Zu erledigende Aufgaben:
A. Stimmen diese Aussagen mit dem Kommentar über die Grünen und Joschka Fischer überein? (i) Die Grünen stellen 67 Fragen. (ii) Die Regierung soll bis Ende März antworten. (iii) Kuhn verteidigt Fischer gegen Forderungen nach dessen Rückzug. Antworte jeweils mit Ja oder Nein und zitiere die entscheidenden Worte des Kommentars wörtlich.
B. Wiederhole wortgetreu den Abschnitt des Kommentars über die Grünen und Joschka Fischer von „DAS FISCHER-BASHING ÜBERTÜNCHT“ bis einschließlich „geht Joschka Fischer?“.

DAS FISCHER-BASHING ÜBERTÜNCHT DIE ZIELLOSIGKEIT DER GRÜNEN Billige Ersatzbefriedigung

Die Geheimdienstaffäre war für die Grünen bisher ein Desaster. Um den Schaden zu begrenzen, geben sie sich jetzt wieder extrem aufklärungshungrig. Von der Al-Masri-Entführung bis zum BND in Bagdad fordern sie dringlich Auskunft. Die Grünen stellen 67 Fragen – und ein Ultimatum. Entweder die Regierung antwortet bis Mitte Februar, oder es gibt doch noch einen U-Ausschuss. Das klingt eifrig, entschlossen, nach echtem Interesse an der Sache. Nun ja. Die aktuellen Interviews grüner Spitzenkräfte zeigen: So richtig interessieren sie sich nur für eine Frage. Wann geht Joschka Fischer?

In der Führung der Nicht-mehr-Regierungspartei ist ein bizarrer Wettstreit darum ausgebrochen, wer dem Muppet-Opa auf der Hinterbank am deutlichsten den Mund verbietet. Selbst Fraktionschef Kuhn, lange als „Fischers Fritz“ verspottet, sieht sich bemüßigt, seinen Ziehvater zum Rückzug zu drängen. Auf Argumente verzichtet er dabei ebenso wie Bütikofer, Künast und die anderen neuen Helden. Es reicht ihnen, zu sagen: Fischer muss weg, weil er inzwischen stört. Darin sind sich die Grünen einig, und je öfter sie es sagen, desto mehr offenbaren sie ihre Hilflosigkeit. Und ihre Leere.

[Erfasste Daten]
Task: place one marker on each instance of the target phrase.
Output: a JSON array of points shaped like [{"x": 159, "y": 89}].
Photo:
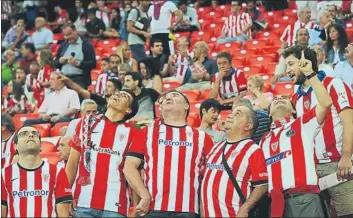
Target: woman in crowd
[
  {"x": 124, "y": 53},
  {"x": 150, "y": 73},
  {"x": 259, "y": 99},
  {"x": 336, "y": 43},
  {"x": 114, "y": 24}
]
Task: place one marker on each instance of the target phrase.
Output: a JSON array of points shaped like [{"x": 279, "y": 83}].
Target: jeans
[
  {"x": 241, "y": 38},
  {"x": 89, "y": 212},
  {"x": 138, "y": 52},
  {"x": 40, "y": 121},
  {"x": 157, "y": 213}
]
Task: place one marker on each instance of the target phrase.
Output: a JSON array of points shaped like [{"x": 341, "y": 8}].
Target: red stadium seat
[
  {"x": 51, "y": 157},
  {"x": 192, "y": 95},
  {"x": 286, "y": 88},
  {"x": 19, "y": 119},
  {"x": 55, "y": 131},
  {"x": 46, "y": 146},
  {"x": 44, "y": 129}
]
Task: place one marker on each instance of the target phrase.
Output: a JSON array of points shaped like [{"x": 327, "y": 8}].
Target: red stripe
[
  {"x": 38, "y": 199},
  {"x": 23, "y": 186},
  {"x": 167, "y": 168},
  {"x": 154, "y": 168},
  {"x": 192, "y": 172},
  {"x": 181, "y": 171},
  {"x": 298, "y": 155},
  {"x": 102, "y": 166}
]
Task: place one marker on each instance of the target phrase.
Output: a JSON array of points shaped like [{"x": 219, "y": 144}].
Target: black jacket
[{"x": 89, "y": 59}]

Ergebnisse je Aufgabe:
A.
(i) Ja: „Die Grünen stellen 67 Fragen – und ein Ultimatum.“
(ii) Nein: „Entweder die Regierung antwortet bis Mitte Februar“
(iii) Nein: „sieht sich bemüßigt, seinen Ziehvater zum Rückzug zu drängen“

B.
DAS FISCHER-BASHING ÜBERTÜNCHT DIE ZIELLOSIGKEIT DER GRÜNEN Billige Ersatzbefriedigung

Die Geheimdienstaffäre war für die Grünen bisher ein Desaster. Um den Schaden zu begrenzen, geben sie sich jetzt wieder extrem aufklärungshungrig. Von der Al-Masri-Entführung bis zum BND in Bagdad fordern sie dringlich Auskunft. Die Grünen stellen 67 Fragen – und ein Ultimatum. Entweder die Regierung antwortet bis Mitte Februar, oder es gibt doch noch einen U-Ausschuss. Das klingt eifrig, entschlossen, nach echtem Interesse an der Sache. Nun ja. Die aktuellen Interviews grüner Spitzenkräfte zeigen: So richtig interessieren sie sich nur für eine Frage. Wann geht Joschka Fischer?